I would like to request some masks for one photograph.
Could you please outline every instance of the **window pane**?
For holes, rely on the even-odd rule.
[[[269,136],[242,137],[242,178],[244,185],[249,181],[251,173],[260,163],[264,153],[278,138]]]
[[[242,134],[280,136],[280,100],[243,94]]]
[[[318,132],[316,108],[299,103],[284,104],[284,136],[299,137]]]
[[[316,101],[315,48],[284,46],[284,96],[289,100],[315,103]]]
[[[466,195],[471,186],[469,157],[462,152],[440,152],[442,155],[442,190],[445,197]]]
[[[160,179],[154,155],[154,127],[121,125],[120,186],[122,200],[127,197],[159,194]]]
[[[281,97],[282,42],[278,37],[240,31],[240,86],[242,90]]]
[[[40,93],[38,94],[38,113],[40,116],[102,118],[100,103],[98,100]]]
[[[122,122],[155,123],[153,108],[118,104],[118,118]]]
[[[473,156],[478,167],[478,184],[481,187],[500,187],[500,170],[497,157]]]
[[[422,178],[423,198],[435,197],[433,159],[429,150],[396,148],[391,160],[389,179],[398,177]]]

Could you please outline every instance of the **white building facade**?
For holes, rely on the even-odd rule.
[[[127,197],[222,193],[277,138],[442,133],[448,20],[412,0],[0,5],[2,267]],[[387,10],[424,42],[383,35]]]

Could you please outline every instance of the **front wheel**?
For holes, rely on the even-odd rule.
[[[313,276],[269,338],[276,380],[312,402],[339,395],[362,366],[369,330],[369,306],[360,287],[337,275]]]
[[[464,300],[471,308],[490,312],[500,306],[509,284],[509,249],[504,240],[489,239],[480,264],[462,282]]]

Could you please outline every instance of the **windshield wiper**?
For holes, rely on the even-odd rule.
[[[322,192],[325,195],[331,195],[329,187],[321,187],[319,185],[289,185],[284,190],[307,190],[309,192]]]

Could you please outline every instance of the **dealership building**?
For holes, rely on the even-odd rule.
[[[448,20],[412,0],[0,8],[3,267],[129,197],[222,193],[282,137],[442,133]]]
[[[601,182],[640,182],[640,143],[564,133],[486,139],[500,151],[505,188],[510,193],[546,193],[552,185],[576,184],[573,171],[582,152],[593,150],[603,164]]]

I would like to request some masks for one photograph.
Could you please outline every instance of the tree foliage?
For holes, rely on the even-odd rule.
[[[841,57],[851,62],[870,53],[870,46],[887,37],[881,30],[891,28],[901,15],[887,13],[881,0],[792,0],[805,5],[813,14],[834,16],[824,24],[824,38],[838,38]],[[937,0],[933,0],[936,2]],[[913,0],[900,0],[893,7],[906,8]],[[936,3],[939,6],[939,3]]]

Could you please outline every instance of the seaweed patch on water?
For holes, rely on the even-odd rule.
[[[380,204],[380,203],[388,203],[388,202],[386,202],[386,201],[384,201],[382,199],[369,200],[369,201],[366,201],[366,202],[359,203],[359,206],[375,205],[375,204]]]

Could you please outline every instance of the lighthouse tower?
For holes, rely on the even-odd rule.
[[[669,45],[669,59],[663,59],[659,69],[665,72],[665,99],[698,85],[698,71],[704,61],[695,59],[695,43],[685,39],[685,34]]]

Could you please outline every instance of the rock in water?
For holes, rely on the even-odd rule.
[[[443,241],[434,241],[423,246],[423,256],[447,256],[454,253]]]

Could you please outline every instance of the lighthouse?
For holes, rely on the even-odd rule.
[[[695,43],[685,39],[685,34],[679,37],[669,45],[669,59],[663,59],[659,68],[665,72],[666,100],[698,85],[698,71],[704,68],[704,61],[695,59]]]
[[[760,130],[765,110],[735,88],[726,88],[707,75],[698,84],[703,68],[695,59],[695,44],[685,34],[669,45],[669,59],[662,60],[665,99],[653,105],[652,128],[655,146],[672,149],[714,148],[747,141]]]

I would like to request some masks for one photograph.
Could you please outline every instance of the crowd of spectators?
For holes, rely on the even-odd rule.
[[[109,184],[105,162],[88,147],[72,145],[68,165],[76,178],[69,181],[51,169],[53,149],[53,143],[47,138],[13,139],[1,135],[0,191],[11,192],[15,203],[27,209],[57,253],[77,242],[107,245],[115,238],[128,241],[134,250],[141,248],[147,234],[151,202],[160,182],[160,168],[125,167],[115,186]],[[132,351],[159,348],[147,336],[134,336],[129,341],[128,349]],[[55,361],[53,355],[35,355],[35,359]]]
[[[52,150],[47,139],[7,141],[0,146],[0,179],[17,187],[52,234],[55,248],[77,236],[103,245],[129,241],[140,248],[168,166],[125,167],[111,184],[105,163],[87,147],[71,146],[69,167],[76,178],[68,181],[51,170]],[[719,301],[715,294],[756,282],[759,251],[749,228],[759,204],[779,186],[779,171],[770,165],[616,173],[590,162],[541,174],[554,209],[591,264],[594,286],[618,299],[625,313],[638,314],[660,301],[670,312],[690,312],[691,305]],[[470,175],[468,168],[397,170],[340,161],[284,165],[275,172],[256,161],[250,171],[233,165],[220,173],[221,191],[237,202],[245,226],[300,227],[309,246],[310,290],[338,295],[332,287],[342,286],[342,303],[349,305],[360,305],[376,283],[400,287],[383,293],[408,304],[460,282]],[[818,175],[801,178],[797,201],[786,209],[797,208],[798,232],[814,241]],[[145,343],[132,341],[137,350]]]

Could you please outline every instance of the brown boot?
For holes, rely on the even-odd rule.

• **WHAT YOU WILL DO**
Your task is to transcribe the material exactly.

• **REPLY**
I would like to request some masks for one photograph.
Could you please outline every instance of the **window pane**?
For holes, rely on the even-odd rule.
[[[269,136],[242,137],[242,178],[244,185],[249,181],[251,173],[260,163],[264,153],[278,138]]]
[[[242,134],[280,136],[280,100],[243,94]]]
[[[318,132],[316,108],[299,103],[284,104],[284,136],[299,137]]]
[[[316,101],[315,48],[284,46],[284,96],[289,100],[315,103]]]
[[[466,195],[471,186],[469,157],[462,152],[440,152],[442,155],[442,190],[445,197]]]
[[[160,179],[154,155],[154,127],[121,125],[120,186],[122,200],[127,197],[159,194]]]
[[[281,97],[282,42],[278,37],[240,31],[240,86],[242,90]]]
[[[40,93],[38,94],[38,113],[40,116],[102,118],[100,103],[98,100]]]
[[[122,122],[155,123],[153,108],[118,104],[118,118]]]
[[[473,156],[478,167],[478,184],[481,187],[500,187],[500,170],[497,157]]]
[[[422,178],[423,198],[435,197],[433,159],[429,150],[396,148],[391,160],[389,179],[398,177]]]

Could you please outline every instance of the **white building facade**?
For holes, rely on the even-odd rule.
[[[127,197],[222,193],[277,138],[442,133],[448,20],[412,0],[0,5],[2,267]],[[387,10],[424,42],[383,35]]]

Could you please outline every instance of the **front wheel**?
For holes, rely on the even-odd rule.
[[[313,276],[269,338],[276,380],[312,402],[339,395],[362,366],[369,330],[369,306],[360,287],[337,275]]]
[[[464,300],[471,308],[490,312],[500,306],[509,284],[509,249],[504,240],[489,239],[480,264],[462,282]]]

Could you please outline every instance of the **windshield wiper**?
For holes, rely on the even-odd rule.
[[[322,192],[325,195],[331,195],[329,187],[321,187],[319,185],[289,185],[284,190],[307,190],[309,192]]]

Could you please outline every instance of the **dealership building**?
For holes, rely on the even-odd rule.
[[[448,20],[412,0],[0,8],[3,267],[129,197],[222,193],[282,137],[442,133]]]
[[[601,182],[640,182],[640,143],[564,133],[486,139],[500,151],[505,188],[510,193],[546,193],[552,185],[576,184],[573,171],[582,152],[593,150],[603,164]]]

I would like to request some masks for one photograph.
Could you please outline every instance of the tree foliage?
For holes, rely on the even-odd rule.
[[[841,57],[851,62],[870,53],[870,46],[887,37],[881,30],[891,28],[901,15],[887,13],[881,0],[792,0],[805,5],[813,14],[834,16],[824,24],[824,38],[838,38]],[[937,0],[933,0],[936,2]],[[913,0],[900,0],[893,7],[906,8]],[[936,3],[939,6],[939,3]]]

Could you please outline every instance of the seaweed patch on water?
For holes, rely on the even-odd rule.
[[[380,204],[380,203],[388,203],[388,202],[386,202],[386,201],[384,201],[382,199],[369,200],[369,201],[366,201],[366,202],[359,203],[359,206],[375,205],[375,204]]]

Could you please outline every instance of the lighthouse tower?
For holes, rely on the even-odd rule.
[[[669,45],[669,59],[663,59],[659,69],[665,72],[665,99],[698,85],[698,71],[704,61],[695,59],[695,43],[685,39],[685,34]]]

Could you please outline every instance of the rock in water?
For holes, rely on the even-odd rule.
[[[443,241],[434,241],[423,246],[423,256],[447,256],[454,253]]]

Could you please outline every instance of the lighthouse?
For holes, rely on the even-odd rule.
[[[695,43],[685,39],[685,34],[679,37],[669,45],[669,59],[663,59],[659,68],[665,72],[666,100],[698,85],[698,71],[704,68],[704,61],[695,59]]]
[[[760,130],[765,110],[735,88],[726,88],[707,75],[698,84],[703,68],[695,59],[695,44],[685,34],[669,45],[669,59],[662,60],[665,99],[653,105],[652,128],[655,146],[672,149],[714,148],[747,141]]]

I would like to request some masks for one photograph.
Could you please outline every instance of the crowd of spectators?
For holes, rely on the even-odd rule.
[[[109,184],[105,162],[88,147],[72,145],[68,165],[76,178],[69,181],[51,169],[53,149],[53,143],[47,138],[13,139],[1,135],[0,191],[11,192],[15,203],[27,209],[57,253],[77,242],[107,245],[115,238],[128,241],[134,250],[141,248],[147,234],[151,202],[160,182],[160,168],[125,167],[115,186]],[[132,351],[159,348],[147,336],[134,336],[129,341],[128,349]],[[55,361],[53,355],[35,355],[35,359]]]
[[[52,150],[47,139],[7,141],[0,146],[0,179],[17,187],[52,234],[55,248],[77,236],[103,245],[129,241],[140,248],[168,166],[125,167],[111,184],[105,163],[87,147],[71,146],[69,167],[76,178],[68,181],[51,170]],[[719,301],[715,294],[756,282],[759,251],[749,228],[759,204],[779,186],[779,171],[770,165],[616,173],[590,162],[541,174],[554,209],[591,264],[594,286],[618,299],[625,313],[638,314],[660,301],[670,312],[690,312],[691,305]],[[470,175],[468,168],[397,170],[340,161],[284,165],[275,172],[256,161],[250,171],[233,165],[220,173],[221,191],[237,202],[245,226],[300,227],[309,246],[310,290],[338,295],[332,287],[342,286],[342,303],[349,305],[360,305],[376,283],[400,287],[383,293],[408,304],[460,282]],[[818,175],[801,178],[797,201],[786,209],[797,208],[798,232],[814,241]],[[145,343],[132,341],[137,350]]]

Could you please outline every instance of the brown boot?
For holes, rely on the even-odd rule.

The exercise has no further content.